DATA EXCERPTS:

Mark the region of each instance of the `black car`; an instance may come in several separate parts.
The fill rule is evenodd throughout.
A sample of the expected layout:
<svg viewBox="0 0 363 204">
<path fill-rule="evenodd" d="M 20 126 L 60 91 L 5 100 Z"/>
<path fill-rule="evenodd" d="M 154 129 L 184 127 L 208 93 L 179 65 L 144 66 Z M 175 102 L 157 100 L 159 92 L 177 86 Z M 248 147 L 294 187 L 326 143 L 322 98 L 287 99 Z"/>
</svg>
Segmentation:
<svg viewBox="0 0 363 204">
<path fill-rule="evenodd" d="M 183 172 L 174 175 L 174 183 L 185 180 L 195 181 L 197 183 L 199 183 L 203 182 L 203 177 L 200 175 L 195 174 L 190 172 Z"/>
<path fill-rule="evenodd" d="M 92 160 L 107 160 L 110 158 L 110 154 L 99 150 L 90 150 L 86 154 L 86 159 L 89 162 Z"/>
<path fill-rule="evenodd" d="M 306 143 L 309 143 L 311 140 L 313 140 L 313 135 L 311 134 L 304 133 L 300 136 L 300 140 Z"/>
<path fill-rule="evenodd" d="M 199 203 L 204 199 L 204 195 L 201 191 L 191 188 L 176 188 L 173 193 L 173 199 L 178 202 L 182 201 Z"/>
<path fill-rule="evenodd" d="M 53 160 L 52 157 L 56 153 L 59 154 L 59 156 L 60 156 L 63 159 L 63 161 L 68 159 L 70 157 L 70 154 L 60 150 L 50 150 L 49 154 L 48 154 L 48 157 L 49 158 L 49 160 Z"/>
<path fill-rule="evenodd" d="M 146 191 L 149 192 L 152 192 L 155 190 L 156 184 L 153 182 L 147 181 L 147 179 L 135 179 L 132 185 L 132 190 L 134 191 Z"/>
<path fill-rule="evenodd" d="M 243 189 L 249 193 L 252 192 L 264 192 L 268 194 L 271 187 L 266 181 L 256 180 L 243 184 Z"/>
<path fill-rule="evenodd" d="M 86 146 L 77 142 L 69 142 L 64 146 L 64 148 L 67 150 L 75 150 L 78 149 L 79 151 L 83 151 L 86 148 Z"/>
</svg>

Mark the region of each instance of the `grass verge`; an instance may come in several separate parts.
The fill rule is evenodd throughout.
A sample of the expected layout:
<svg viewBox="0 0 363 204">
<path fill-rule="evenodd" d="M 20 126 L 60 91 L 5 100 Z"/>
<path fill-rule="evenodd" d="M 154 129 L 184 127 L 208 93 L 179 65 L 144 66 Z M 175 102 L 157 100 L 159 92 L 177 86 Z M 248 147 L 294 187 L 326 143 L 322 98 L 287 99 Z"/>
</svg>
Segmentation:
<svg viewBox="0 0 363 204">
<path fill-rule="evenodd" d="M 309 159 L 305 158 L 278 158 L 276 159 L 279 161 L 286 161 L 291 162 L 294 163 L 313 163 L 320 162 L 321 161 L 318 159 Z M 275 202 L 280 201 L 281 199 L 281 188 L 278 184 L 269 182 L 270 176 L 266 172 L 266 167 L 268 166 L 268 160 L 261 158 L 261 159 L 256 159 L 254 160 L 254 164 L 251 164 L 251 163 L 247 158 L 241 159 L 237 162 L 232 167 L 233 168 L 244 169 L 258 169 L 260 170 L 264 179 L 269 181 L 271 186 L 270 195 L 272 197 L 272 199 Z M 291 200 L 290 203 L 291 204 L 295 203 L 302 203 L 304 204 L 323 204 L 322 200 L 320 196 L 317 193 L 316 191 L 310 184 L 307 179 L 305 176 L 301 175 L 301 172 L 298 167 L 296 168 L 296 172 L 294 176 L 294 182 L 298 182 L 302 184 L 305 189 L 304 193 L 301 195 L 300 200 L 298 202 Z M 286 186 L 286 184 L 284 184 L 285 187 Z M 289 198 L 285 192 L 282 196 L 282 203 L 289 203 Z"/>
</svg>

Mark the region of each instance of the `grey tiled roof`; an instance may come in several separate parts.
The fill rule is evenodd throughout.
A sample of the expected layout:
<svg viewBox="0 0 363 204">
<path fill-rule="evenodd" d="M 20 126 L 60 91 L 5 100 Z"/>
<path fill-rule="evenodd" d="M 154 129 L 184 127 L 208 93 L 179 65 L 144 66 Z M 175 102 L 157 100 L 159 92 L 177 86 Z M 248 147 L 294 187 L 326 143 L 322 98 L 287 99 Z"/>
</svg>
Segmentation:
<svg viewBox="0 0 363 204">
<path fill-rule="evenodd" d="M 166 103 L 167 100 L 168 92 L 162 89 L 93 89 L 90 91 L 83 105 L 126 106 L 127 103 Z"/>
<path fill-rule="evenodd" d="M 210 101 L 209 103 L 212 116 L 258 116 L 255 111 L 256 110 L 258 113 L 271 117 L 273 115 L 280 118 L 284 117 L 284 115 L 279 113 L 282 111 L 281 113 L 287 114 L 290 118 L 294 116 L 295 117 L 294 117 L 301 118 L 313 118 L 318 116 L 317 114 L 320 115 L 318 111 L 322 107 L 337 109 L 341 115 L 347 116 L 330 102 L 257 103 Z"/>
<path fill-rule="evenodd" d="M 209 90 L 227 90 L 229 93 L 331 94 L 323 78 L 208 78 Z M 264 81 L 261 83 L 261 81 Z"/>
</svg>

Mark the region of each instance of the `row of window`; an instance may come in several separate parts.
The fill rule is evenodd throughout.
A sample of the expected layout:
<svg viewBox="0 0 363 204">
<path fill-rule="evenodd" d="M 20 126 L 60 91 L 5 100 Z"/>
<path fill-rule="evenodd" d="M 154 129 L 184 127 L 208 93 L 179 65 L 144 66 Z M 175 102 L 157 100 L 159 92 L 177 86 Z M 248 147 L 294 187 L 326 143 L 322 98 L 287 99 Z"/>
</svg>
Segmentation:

STATED GOAL:
Copy each line of the data above without altering a single character.

RESULT OF THE TASK:
Mark the region of each instance of the `black car`; an instance may come in several separate parts.
The fill rule is evenodd throughout.
A sample of the expected layout:
<svg viewBox="0 0 363 204">
<path fill-rule="evenodd" d="M 20 126 L 60 91 L 5 100 Z"/>
<path fill-rule="evenodd" d="M 154 129 L 184 127 L 208 93 L 179 65 L 144 66 Z M 175 102 L 157 100 L 159 92 L 177 86 Z M 248 147 L 294 187 L 326 143 L 322 98 L 287 99 Z"/>
</svg>
Segmentation:
<svg viewBox="0 0 363 204">
<path fill-rule="evenodd" d="M 183 172 L 174 175 L 174 183 L 185 180 L 195 181 L 197 183 L 199 183 L 203 182 L 203 177 L 200 175 L 195 174 L 190 172 Z"/>
<path fill-rule="evenodd" d="M 92 160 L 107 160 L 110 158 L 110 154 L 99 150 L 90 150 L 86 154 L 86 159 L 89 162 Z"/>
<path fill-rule="evenodd" d="M 306 143 L 309 143 L 311 140 L 313 140 L 313 135 L 311 134 L 304 133 L 300 136 L 300 140 Z"/>
<path fill-rule="evenodd" d="M 199 203 L 204 199 L 204 195 L 201 191 L 191 188 L 176 188 L 173 193 L 173 199 L 178 202 L 182 201 Z"/>
<path fill-rule="evenodd" d="M 53 160 L 52 157 L 56 153 L 59 154 L 59 156 L 60 156 L 63 159 L 63 161 L 68 159 L 70 157 L 70 154 L 60 150 L 50 150 L 49 154 L 48 154 L 48 157 L 49 158 L 49 160 Z"/>
<path fill-rule="evenodd" d="M 146 191 L 149 192 L 152 192 L 155 190 L 156 184 L 153 182 L 147 181 L 147 179 L 135 179 L 132 185 L 132 190 L 134 191 Z"/>
<path fill-rule="evenodd" d="M 243 189 L 249 193 L 252 192 L 264 192 L 268 194 L 271 187 L 266 181 L 256 180 L 243 184 Z"/>
<path fill-rule="evenodd" d="M 86 146 L 77 142 L 69 142 L 64 146 L 64 148 L 67 150 L 75 150 L 78 149 L 79 151 L 83 151 L 86 148 Z"/>
</svg>

Mark the region of each instance of the `grass verge`; an instance may come in several separate parts.
The fill rule is evenodd throughout.
A sample of the expected layout:
<svg viewBox="0 0 363 204">
<path fill-rule="evenodd" d="M 20 126 L 60 91 L 5 100 Z"/>
<path fill-rule="evenodd" d="M 154 129 L 184 127 L 208 93 L 179 65 L 144 66 Z M 175 102 L 157 100 L 159 92 L 177 86 Z M 248 147 L 294 187 L 326 143 L 322 98 L 287 99 Z"/>
</svg>
Segmentation:
<svg viewBox="0 0 363 204">
<path fill-rule="evenodd" d="M 309 159 L 305 158 L 278 158 L 276 159 L 279 161 L 286 161 L 291 162 L 294 163 L 313 163 L 320 162 L 321 161 L 318 159 Z M 275 202 L 280 201 L 281 199 L 281 188 L 278 184 L 269 182 L 270 176 L 266 172 L 266 167 L 268 166 L 268 160 L 261 158 L 261 159 L 256 159 L 254 160 L 254 164 L 251 164 L 251 163 L 247 158 L 241 159 L 237 162 L 232 167 L 233 168 L 244 169 L 258 169 L 260 170 L 264 179 L 269 181 L 271 186 L 270 195 L 272 197 L 272 199 Z M 291 200 L 290 203 L 291 204 L 295 203 L 302 203 L 304 204 L 323 204 L 322 200 L 320 196 L 317 193 L 316 191 L 310 184 L 307 179 L 305 176 L 301 175 L 301 172 L 298 167 L 296 168 L 296 172 L 294 176 L 294 182 L 298 182 L 302 184 L 305 189 L 304 193 L 301 195 L 300 200 L 298 202 Z M 286 186 L 286 184 L 284 184 L 285 187 Z M 289 198 L 285 192 L 282 196 L 282 203 L 289 203 Z"/>
</svg>

Mark the region of each instance of the `grey tiled roof`; an instance may come in several separate parts.
The fill rule is evenodd throughout.
A sample of the expected layout:
<svg viewBox="0 0 363 204">
<path fill-rule="evenodd" d="M 20 126 L 60 91 L 5 100 Z"/>
<path fill-rule="evenodd" d="M 154 129 L 184 127 L 208 93 L 179 65 L 144 66 Z M 175 102 L 157 100 L 159 92 L 177 86 Z M 248 147 L 294 187 L 326 143 L 322 98 L 287 99 Z"/>
</svg>
Segmentation:
<svg viewBox="0 0 363 204">
<path fill-rule="evenodd" d="M 166 103 L 167 100 L 168 92 L 162 89 L 93 89 L 90 91 L 83 105 L 126 106 L 127 103 Z"/>
<path fill-rule="evenodd" d="M 210 101 L 209 103 L 212 116 L 258 116 L 255 111 L 256 110 L 258 113 L 271 117 L 273 115 L 280 118 L 284 117 L 284 115 L 279 113 L 282 111 L 281 113 L 287 114 L 290 118 L 294 116 L 295 117 L 294 117 L 301 118 L 313 118 L 318 116 L 317 114 L 320 115 L 318 111 L 322 107 L 337 109 L 341 115 L 347 116 L 330 102 L 257 103 Z"/>
<path fill-rule="evenodd" d="M 209 90 L 227 90 L 229 93 L 331 94 L 323 78 L 208 78 Z M 264 81 L 261 83 L 261 81 Z"/>
</svg>

Mark the region of each instance of the `row of window`; an instance may come in several separate parts.
The fill rule is evenodd throughout.
A sample of the expected layout:
<svg viewBox="0 0 363 204">
<path fill-rule="evenodd" d="M 20 126 L 60 91 L 5 100 Z"/>
<path fill-rule="evenodd" d="M 154 129 L 184 127 L 208 93 L 179 65 L 144 66 Z M 175 102 L 157 100 L 159 92 L 177 86 Z M 248 147 L 294 187 L 326 143 L 322 98 L 287 99 Z"/>
</svg>
Segmentation:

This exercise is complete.